CHALLENGE: Starting at the beginning of the rows and going on through the line with "780 1024 L 785", including that line, put the lines into a numbered list without any blank lines.
>> Start THE RECORDS
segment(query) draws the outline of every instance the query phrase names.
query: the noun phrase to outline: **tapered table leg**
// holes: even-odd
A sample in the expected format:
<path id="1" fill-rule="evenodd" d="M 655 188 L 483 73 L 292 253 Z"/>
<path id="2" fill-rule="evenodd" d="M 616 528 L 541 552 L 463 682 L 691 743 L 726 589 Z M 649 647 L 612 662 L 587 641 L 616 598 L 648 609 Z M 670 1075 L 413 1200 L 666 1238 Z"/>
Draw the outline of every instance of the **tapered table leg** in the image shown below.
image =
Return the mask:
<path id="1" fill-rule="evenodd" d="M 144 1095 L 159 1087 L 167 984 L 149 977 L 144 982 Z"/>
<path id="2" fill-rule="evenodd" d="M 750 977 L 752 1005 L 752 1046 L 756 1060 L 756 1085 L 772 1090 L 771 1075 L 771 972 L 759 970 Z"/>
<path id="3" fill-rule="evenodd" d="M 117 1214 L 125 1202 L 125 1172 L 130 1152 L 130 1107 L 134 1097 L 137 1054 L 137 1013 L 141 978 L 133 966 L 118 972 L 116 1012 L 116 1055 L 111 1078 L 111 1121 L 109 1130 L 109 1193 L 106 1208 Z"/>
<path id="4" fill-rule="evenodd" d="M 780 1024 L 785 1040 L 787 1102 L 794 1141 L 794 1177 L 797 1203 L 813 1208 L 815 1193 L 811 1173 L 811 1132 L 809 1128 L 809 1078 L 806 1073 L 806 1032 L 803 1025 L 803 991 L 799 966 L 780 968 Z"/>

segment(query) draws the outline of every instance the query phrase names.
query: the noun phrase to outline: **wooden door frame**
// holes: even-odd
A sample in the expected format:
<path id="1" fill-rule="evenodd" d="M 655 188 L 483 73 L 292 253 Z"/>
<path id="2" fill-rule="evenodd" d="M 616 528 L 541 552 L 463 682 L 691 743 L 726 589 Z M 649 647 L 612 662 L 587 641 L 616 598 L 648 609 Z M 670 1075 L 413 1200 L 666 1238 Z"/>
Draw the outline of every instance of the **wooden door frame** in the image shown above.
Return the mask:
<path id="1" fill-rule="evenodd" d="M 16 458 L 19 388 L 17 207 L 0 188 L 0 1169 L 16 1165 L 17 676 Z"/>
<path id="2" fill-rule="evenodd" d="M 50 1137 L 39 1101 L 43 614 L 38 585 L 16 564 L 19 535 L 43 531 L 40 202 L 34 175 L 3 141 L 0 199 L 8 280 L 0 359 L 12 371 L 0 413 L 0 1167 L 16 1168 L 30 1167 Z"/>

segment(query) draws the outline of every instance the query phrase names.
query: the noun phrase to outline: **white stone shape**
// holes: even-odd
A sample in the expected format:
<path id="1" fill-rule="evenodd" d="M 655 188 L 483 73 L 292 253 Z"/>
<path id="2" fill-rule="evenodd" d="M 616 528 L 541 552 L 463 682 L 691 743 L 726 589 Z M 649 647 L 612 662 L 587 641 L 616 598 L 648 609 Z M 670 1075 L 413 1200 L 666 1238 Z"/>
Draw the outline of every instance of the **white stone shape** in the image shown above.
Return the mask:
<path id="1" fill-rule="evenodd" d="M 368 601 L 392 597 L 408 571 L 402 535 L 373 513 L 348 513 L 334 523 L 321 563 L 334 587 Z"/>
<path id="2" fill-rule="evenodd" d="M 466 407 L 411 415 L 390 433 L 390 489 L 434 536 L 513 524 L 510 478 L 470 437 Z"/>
>> End THE RECORDS
WORKED SOLUTION:
1. segment(query) draws the outline of every instance the query phrase names.
2. query: the noun phrase to outline: **tapered table leg**
3. // holes: even-odd
4. A sample in the expected format:
5. <path id="1" fill-rule="evenodd" d="M 655 188 L 483 73 L 292 253 Z"/>
6. <path id="2" fill-rule="evenodd" d="M 616 528 L 541 552 L 463 682 L 691 743 L 726 589 Z M 649 647 L 612 662 L 587 641 L 616 598 L 648 609 Z M 670 1075 L 413 1200 L 666 1238 Z"/>
7. Draw the outline of every instance of the **tapered table leg** in the image shown below.
8. image =
9. Return the mask:
10. <path id="1" fill-rule="evenodd" d="M 144 1095 L 159 1087 L 167 984 L 149 977 L 144 982 Z"/>
11. <path id="2" fill-rule="evenodd" d="M 750 977 L 752 1005 L 752 1046 L 756 1060 L 756 1085 L 772 1090 L 771 1075 L 771 972 L 759 970 Z"/>
12. <path id="3" fill-rule="evenodd" d="M 117 1214 L 125 1202 L 125 1172 L 130 1152 L 130 1107 L 134 1097 L 137 1054 L 137 1013 L 141 978 L 133 966 L 118 972 L 116 1012 L 116 1055 L 111 1078 L 111 1121 L 109 1130 L 109 1193 L 106 1208 Z"/>
13. <path id="4" fill-rule="evenodd" d="M 780 1024 L 785 1040 L 787 1102 L 794 1141 L 794 1177 L 797 1203 L 813 1208 L 815 1193 L 811 1173 L 811 1132 L 809 1128 L 809 1078 L 806 1073 L 806 1032 L 803 1025 L 803 991 L 799 966 L 780 968 Z"/>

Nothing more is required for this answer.